Given request:
Pick up the news report on the La Palma volcano eruption and keep writing it from its last sentence.

La Palma's airport reopens but no flights as volcano still erupting
LA PALMA -- The airport on the Spanish island of La Palma reopened on Sunday although all flights were canceled as the volcano spewed lava and emitted ash clouds over the surrounding area a week after it began erupting.
People used umbrellas to protect themselves from falling volcanic cash, while the airport's departures hall was quiet and boards showed only canceled flights.
"They laugh at us because of the umbrella but if we don't use it we end up covered in ash," said engineer Waldo Nasco.
Experts said on Sunday there were two active lava flows, one fast-moving flow to the north and a slower one to the south.
"We have a flow to the north that is moving quickly... this lava comes from more interior areas of the crater and its temperature is about 1,250 degrees," said Miguel Angel Morcuende, director of volcano response committee Pevolca, told a news conference on Sunday.
Reuters drone footage showed a rapid river of red hot lava flowing down the slopes of the crater, passing close to homes, and swathes of land and buildings engulfed by a black mass of slower-moving, older lava.
Lava destroyed the village church in Todoque on Sunday afternoon, its bell tower crumbling under the flow. It narrowly escaped earlier in the week when lava stopped just short of the church.

Entries:
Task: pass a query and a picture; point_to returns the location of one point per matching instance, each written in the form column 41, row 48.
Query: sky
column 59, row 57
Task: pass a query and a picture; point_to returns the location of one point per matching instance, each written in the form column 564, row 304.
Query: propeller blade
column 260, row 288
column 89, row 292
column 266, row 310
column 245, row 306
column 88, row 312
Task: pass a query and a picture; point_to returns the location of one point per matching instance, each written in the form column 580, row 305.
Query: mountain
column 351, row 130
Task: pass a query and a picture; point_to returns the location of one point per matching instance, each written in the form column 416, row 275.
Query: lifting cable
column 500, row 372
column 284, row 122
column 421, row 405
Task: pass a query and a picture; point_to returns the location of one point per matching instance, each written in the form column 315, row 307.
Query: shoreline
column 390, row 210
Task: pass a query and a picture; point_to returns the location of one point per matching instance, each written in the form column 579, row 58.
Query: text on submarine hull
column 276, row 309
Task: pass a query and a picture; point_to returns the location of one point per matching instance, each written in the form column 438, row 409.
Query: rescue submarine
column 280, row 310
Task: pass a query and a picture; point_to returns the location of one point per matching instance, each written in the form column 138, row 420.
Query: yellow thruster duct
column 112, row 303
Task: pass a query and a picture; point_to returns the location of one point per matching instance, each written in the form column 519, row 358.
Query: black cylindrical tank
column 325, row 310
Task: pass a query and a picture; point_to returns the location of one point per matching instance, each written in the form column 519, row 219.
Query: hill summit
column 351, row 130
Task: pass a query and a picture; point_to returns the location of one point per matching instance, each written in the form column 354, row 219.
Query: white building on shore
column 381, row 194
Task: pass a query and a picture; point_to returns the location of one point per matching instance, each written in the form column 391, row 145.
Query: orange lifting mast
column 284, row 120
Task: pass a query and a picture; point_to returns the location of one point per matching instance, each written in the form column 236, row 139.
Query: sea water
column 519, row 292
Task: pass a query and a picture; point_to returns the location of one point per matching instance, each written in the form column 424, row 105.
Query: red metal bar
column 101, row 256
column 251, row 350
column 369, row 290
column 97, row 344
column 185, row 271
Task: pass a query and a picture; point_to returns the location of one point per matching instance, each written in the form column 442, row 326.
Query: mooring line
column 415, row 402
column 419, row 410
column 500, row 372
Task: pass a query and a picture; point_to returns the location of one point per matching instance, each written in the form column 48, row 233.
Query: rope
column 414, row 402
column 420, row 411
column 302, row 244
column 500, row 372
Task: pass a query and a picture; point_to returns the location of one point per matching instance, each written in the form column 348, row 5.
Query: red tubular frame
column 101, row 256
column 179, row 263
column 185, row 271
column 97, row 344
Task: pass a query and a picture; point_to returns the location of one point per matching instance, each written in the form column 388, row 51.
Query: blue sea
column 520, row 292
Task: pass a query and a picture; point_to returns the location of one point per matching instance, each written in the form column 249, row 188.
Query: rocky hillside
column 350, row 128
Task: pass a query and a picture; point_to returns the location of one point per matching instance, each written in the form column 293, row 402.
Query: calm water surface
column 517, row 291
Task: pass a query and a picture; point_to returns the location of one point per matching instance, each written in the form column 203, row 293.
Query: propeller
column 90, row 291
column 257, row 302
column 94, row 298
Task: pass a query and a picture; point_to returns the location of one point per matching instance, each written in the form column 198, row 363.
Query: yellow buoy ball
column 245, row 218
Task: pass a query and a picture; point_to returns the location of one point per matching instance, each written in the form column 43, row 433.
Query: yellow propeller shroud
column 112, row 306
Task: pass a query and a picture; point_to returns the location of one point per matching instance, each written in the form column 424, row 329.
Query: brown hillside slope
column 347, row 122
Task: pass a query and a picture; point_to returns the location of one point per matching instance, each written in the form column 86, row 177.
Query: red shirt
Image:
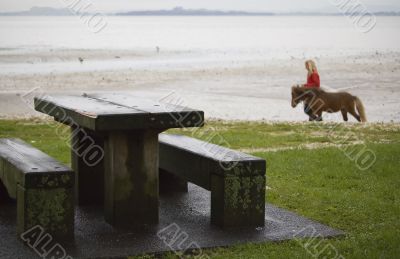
column 313, row 80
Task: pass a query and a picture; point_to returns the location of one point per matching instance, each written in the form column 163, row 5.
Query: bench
column 236, row 180
column 42, row 187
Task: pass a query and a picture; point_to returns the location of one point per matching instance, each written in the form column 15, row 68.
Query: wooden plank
column 28, row 159
column 205, row 149
column 100, row 113
column 195, row 160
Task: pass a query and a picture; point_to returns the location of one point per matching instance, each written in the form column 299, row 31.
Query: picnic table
column 116, row 136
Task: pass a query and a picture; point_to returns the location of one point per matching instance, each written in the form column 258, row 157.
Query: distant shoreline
column 178, row 11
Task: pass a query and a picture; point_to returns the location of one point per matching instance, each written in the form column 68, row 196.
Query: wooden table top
column 117, row 111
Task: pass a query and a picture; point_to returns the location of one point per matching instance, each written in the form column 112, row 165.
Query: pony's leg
column 309, row 112
column 344, row 114
column 352, row 111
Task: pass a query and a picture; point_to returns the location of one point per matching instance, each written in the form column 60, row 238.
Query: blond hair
column 311, row 66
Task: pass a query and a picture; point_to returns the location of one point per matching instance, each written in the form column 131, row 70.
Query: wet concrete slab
column 184, row 225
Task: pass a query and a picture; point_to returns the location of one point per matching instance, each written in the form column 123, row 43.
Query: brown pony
column 320, row 101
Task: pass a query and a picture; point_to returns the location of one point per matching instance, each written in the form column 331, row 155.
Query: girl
column 312, row 81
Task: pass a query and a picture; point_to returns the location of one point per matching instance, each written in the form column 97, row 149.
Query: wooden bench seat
column 236, row 180
column 42, row 187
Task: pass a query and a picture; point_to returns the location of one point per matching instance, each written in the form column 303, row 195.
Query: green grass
column 319, row 182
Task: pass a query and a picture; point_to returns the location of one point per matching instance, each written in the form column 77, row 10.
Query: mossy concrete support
column 131, row 177
column 52, row 209
column 89, row 185
column 238, row 201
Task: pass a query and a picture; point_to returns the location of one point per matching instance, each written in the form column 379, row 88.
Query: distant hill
column 40, row 11
column 177, row 11
column 199, row 12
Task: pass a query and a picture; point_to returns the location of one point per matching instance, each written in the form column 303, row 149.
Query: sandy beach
column 225, row 87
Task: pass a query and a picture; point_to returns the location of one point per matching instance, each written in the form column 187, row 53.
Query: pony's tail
column 360, row 109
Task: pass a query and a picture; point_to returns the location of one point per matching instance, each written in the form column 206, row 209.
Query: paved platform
column 184, row 223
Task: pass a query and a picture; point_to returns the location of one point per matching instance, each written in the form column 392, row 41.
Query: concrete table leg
column 87, row 162
column 131, row 178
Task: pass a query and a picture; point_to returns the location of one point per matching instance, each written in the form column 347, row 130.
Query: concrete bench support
column 42, row 187
column 236, row 180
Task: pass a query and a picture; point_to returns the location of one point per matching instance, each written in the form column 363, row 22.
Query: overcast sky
column 246, row 5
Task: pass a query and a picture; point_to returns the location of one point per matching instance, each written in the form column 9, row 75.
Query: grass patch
column 321, row 183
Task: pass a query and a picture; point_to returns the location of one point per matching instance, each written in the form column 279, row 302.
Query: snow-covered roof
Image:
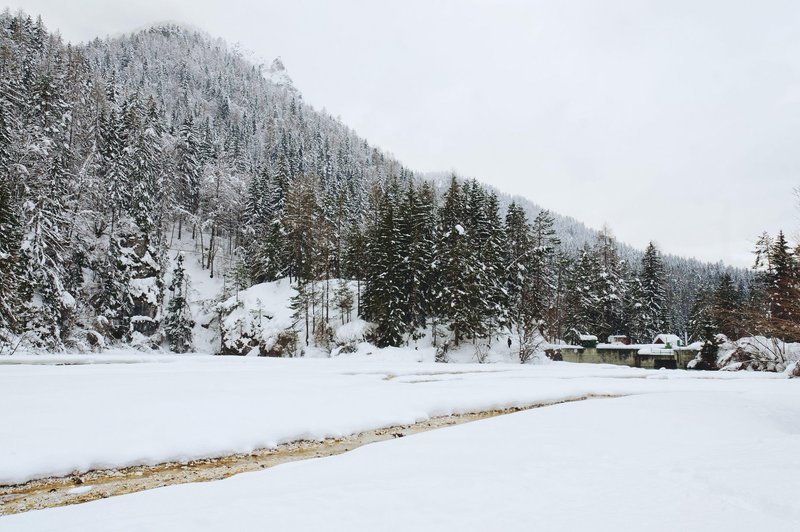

Task output:
Morcuende said people who had been evacuated from Tacande de Arriba, Tacande de Abajo and Tajuya would be able to return to their homes.
Spain's airport operator Aena said the airport had reopened after teams cleared ash off the runway. But Binter, the Canary Island airline said it would not allow flights today because of the conditions.
"The ash cloud originating from the volcanic eruption makes it necessary to maintain the temporary stoppage of flights to La Palma... The flights scheduled for today have been canceled," it said in a statement, adding flights would be halted until conditions allowed them to take place safely.
'CLOSENESS AND SOLIDARITY'
Pope Francis sent a message of "closeness and solidarity" to those affected by the eruption during his weekly blessing in St. Peter's Square.
On La Palma, churches held special masses for those affected.
"There are many people who are having a very bad time so we are praying for them," said Magali Zarate, 49, from Mexico, after mass at the church of Colegio Sagrada Familia de Nazaret, where people outside swept away volcanic ash.
Zarate was on holiday on La Palma and was unable to return home because her flight was canceled.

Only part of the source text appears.